Find every line in the entries that contains the word "street", and copy each of those lines.

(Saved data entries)
-- Start --

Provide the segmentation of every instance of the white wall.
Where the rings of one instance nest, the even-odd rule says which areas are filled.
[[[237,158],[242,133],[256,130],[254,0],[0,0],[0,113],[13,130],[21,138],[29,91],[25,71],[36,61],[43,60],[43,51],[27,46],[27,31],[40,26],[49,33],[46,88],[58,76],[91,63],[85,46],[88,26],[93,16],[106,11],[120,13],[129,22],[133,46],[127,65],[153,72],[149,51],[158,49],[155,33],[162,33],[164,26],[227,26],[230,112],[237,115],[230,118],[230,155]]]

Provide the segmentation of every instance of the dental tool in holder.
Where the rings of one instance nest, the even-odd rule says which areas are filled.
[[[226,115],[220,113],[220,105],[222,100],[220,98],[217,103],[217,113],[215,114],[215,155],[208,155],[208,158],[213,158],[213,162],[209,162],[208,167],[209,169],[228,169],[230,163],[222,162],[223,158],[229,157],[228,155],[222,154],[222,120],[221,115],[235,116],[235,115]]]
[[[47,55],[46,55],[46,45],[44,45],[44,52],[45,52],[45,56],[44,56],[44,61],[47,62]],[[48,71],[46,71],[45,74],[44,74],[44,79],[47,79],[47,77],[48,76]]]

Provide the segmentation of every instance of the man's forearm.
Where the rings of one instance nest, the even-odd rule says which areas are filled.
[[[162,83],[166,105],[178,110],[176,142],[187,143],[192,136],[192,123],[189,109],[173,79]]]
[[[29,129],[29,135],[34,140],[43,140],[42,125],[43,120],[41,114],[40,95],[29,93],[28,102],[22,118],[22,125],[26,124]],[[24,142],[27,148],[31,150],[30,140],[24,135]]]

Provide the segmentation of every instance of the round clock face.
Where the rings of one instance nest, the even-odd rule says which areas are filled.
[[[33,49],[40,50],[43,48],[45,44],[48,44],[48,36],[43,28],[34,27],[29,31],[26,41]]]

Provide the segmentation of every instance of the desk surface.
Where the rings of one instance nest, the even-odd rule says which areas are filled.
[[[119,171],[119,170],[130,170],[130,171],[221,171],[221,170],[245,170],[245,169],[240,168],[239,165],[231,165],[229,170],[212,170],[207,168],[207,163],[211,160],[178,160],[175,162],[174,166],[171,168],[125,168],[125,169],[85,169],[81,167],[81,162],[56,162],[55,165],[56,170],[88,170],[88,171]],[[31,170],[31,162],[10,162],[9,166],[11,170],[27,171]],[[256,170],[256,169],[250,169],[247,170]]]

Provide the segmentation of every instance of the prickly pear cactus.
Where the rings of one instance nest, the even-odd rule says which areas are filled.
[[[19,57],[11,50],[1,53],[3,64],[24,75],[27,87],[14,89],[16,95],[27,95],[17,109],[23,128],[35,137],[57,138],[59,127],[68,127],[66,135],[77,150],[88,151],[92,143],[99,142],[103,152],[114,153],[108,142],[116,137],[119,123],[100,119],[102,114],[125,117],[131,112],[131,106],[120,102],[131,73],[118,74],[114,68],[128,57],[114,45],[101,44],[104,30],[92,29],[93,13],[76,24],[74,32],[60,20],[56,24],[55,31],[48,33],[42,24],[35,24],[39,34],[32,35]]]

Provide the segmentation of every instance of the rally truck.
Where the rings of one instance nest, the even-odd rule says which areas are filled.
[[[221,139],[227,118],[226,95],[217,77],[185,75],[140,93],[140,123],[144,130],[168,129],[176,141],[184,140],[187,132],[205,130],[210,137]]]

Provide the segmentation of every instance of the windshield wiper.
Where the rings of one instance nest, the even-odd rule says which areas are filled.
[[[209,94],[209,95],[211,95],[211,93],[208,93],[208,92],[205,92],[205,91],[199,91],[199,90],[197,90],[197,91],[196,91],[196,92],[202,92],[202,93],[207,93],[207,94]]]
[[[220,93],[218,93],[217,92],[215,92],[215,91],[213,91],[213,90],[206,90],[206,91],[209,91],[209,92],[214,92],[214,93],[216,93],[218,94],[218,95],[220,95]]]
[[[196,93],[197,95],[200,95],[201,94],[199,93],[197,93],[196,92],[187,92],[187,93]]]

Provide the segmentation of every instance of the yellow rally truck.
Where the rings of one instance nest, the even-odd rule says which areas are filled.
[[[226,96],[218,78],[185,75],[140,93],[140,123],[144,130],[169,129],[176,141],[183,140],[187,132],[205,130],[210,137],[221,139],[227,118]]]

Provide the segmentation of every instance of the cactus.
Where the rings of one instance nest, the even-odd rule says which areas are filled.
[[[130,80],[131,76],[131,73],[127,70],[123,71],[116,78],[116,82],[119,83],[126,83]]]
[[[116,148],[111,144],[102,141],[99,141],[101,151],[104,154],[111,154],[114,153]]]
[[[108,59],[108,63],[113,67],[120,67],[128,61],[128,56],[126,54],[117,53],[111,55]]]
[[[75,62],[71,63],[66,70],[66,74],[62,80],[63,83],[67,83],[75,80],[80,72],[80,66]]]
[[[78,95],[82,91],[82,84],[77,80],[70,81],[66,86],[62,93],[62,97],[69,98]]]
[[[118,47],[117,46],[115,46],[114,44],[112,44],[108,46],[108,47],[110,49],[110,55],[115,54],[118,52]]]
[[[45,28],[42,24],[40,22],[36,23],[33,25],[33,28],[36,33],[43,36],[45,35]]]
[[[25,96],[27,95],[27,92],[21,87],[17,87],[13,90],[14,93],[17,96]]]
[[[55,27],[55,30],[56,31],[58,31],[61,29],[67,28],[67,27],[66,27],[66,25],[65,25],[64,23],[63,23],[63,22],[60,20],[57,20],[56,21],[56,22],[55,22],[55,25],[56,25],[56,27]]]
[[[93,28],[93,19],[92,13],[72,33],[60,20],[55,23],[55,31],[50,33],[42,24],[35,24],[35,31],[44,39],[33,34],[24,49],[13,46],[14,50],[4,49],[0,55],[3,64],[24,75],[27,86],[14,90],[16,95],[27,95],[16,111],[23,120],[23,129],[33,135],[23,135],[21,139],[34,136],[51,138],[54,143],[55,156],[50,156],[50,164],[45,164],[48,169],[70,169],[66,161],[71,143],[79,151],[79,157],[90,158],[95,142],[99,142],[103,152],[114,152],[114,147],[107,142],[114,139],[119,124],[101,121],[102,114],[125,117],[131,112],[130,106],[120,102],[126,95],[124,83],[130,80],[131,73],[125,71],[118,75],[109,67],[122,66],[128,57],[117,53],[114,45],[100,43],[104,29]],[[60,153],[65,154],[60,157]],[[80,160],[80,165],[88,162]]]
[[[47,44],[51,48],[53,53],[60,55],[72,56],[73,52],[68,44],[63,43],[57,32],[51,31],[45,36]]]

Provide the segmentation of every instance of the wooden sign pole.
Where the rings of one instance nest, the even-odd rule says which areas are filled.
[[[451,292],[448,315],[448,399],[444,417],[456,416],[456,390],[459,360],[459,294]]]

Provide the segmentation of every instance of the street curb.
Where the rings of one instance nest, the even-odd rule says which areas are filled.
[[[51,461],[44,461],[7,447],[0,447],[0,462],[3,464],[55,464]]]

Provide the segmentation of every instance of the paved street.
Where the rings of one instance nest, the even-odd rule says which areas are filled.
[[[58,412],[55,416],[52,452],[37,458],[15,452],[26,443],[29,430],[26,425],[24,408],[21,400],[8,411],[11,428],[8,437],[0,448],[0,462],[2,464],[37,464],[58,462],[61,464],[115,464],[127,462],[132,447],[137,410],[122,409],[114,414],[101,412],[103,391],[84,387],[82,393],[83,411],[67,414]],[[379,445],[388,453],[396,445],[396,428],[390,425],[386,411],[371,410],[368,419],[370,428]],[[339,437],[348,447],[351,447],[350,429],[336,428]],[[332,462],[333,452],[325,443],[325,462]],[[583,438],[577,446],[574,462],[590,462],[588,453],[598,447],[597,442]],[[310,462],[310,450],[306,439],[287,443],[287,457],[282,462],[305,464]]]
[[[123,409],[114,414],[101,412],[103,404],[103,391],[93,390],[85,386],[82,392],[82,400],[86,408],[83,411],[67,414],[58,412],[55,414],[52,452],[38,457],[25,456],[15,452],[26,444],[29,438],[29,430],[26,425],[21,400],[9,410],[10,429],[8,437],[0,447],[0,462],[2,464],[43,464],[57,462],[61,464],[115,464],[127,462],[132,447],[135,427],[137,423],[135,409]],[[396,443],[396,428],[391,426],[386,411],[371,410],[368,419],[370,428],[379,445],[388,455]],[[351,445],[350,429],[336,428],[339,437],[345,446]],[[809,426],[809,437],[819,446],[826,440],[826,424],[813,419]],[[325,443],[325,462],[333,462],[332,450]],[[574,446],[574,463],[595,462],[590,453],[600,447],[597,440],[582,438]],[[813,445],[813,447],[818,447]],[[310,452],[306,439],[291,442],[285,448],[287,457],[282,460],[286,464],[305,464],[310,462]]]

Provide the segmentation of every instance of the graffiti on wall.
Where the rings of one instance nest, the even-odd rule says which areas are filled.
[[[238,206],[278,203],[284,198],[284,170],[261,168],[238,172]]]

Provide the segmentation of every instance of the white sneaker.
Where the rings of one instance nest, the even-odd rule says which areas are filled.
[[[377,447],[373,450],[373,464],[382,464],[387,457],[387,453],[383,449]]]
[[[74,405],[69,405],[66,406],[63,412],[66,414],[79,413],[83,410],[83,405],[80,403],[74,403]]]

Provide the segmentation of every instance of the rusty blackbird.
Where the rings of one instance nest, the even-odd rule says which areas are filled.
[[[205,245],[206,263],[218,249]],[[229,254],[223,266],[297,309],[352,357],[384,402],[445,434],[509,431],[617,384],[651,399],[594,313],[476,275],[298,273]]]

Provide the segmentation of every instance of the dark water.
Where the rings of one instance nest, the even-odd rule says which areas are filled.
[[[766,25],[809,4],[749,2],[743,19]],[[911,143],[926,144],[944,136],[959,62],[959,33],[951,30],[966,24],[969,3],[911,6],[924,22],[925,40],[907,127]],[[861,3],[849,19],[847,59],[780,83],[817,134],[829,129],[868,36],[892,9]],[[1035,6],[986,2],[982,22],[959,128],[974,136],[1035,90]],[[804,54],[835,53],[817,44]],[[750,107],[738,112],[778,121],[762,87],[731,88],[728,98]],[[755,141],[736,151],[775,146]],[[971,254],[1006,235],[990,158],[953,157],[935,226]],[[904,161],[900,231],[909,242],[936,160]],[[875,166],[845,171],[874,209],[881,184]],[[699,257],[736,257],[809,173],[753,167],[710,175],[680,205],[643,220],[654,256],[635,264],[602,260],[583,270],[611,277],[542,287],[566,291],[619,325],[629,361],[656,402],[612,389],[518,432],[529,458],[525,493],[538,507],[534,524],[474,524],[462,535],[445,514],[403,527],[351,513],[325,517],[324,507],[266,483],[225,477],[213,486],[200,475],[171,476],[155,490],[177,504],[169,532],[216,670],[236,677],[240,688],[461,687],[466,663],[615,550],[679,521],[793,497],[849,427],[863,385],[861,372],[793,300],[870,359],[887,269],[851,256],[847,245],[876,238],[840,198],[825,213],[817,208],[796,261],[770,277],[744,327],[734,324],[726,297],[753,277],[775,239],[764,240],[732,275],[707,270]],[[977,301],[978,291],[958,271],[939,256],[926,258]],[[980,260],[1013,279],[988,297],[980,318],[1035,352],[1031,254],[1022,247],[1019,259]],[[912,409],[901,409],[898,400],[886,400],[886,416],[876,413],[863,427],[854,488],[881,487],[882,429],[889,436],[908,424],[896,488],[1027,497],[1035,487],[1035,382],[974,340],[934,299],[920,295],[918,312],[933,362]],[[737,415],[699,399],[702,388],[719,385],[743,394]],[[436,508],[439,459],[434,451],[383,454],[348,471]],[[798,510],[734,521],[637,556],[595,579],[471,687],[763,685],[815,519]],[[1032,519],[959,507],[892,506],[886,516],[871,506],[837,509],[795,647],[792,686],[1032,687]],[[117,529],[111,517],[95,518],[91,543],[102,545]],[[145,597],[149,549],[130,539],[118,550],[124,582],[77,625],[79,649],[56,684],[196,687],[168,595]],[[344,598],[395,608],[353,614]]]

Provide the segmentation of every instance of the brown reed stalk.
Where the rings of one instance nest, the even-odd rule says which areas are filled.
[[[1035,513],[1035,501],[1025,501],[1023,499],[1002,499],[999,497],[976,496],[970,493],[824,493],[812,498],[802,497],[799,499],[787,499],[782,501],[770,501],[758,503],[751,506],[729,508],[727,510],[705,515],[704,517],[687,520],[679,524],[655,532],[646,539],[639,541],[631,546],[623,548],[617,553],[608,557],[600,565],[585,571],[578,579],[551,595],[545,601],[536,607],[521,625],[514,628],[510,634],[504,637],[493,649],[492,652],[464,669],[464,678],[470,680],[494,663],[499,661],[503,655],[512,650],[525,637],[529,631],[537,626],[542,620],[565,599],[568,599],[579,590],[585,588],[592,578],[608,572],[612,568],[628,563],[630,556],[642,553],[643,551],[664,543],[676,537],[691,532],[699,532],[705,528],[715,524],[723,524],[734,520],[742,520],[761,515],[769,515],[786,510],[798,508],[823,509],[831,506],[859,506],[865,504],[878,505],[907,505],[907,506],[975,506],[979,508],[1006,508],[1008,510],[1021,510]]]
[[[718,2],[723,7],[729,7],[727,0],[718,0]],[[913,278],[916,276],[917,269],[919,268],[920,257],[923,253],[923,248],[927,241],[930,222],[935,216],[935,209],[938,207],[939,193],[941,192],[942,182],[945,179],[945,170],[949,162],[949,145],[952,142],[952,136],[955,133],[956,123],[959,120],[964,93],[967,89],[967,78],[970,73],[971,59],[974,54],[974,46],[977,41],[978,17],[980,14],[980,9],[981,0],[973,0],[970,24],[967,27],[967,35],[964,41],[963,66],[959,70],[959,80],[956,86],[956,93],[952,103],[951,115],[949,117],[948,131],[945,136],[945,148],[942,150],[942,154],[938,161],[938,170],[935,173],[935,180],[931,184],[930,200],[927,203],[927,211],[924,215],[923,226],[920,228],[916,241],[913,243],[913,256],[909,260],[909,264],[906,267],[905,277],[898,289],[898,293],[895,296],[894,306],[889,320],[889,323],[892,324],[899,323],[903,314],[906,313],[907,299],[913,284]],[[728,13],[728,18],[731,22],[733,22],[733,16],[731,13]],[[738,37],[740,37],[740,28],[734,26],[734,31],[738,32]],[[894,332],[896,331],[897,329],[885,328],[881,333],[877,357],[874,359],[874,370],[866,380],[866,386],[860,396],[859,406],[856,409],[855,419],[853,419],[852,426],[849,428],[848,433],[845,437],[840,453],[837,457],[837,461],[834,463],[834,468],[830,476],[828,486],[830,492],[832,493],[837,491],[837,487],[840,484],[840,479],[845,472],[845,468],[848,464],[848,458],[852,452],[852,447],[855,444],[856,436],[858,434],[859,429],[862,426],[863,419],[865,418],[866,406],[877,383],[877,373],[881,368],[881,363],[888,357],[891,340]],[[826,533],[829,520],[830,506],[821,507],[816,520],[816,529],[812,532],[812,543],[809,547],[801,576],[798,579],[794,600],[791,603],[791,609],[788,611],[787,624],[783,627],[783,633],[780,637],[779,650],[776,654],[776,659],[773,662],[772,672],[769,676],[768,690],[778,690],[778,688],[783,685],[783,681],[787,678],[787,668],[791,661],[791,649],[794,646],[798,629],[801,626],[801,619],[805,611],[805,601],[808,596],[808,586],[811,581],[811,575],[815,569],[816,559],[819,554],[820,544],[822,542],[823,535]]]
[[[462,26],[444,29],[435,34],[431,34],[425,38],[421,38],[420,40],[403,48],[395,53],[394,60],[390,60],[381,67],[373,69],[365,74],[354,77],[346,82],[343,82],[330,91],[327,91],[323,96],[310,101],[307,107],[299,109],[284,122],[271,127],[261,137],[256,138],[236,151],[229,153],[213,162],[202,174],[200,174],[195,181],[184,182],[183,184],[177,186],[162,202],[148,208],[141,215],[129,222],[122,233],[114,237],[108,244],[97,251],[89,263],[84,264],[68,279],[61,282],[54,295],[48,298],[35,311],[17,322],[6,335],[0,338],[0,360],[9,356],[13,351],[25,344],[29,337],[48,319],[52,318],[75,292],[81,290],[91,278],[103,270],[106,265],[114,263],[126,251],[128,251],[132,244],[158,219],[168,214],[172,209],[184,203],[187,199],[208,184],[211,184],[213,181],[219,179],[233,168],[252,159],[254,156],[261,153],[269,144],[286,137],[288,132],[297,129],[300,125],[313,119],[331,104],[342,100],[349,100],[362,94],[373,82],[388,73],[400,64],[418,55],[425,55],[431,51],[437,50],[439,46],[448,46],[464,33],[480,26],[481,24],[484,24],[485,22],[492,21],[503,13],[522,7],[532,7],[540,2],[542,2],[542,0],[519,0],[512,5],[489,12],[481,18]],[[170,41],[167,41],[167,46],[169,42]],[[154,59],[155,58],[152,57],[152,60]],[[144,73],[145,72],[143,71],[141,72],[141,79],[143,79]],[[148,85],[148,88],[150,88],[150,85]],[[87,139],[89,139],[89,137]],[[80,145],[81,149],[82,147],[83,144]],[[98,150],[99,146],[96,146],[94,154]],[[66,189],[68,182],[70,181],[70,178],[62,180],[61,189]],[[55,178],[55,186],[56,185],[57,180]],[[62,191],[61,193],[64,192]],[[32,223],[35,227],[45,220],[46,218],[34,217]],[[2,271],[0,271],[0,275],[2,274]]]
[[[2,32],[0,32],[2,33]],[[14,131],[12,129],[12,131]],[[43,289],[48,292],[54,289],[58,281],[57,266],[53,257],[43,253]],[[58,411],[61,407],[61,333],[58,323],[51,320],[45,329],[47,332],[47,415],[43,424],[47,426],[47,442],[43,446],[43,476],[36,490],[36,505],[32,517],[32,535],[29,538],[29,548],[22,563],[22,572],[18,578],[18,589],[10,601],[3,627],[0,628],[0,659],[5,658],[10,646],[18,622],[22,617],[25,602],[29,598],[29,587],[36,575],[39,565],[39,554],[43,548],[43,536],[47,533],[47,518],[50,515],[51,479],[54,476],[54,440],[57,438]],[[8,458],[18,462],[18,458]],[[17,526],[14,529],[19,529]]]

-- End --

## Exercise output
Provide the segmentation of every instance of the street curb.
Provide the segmentation of every instance of the paved street.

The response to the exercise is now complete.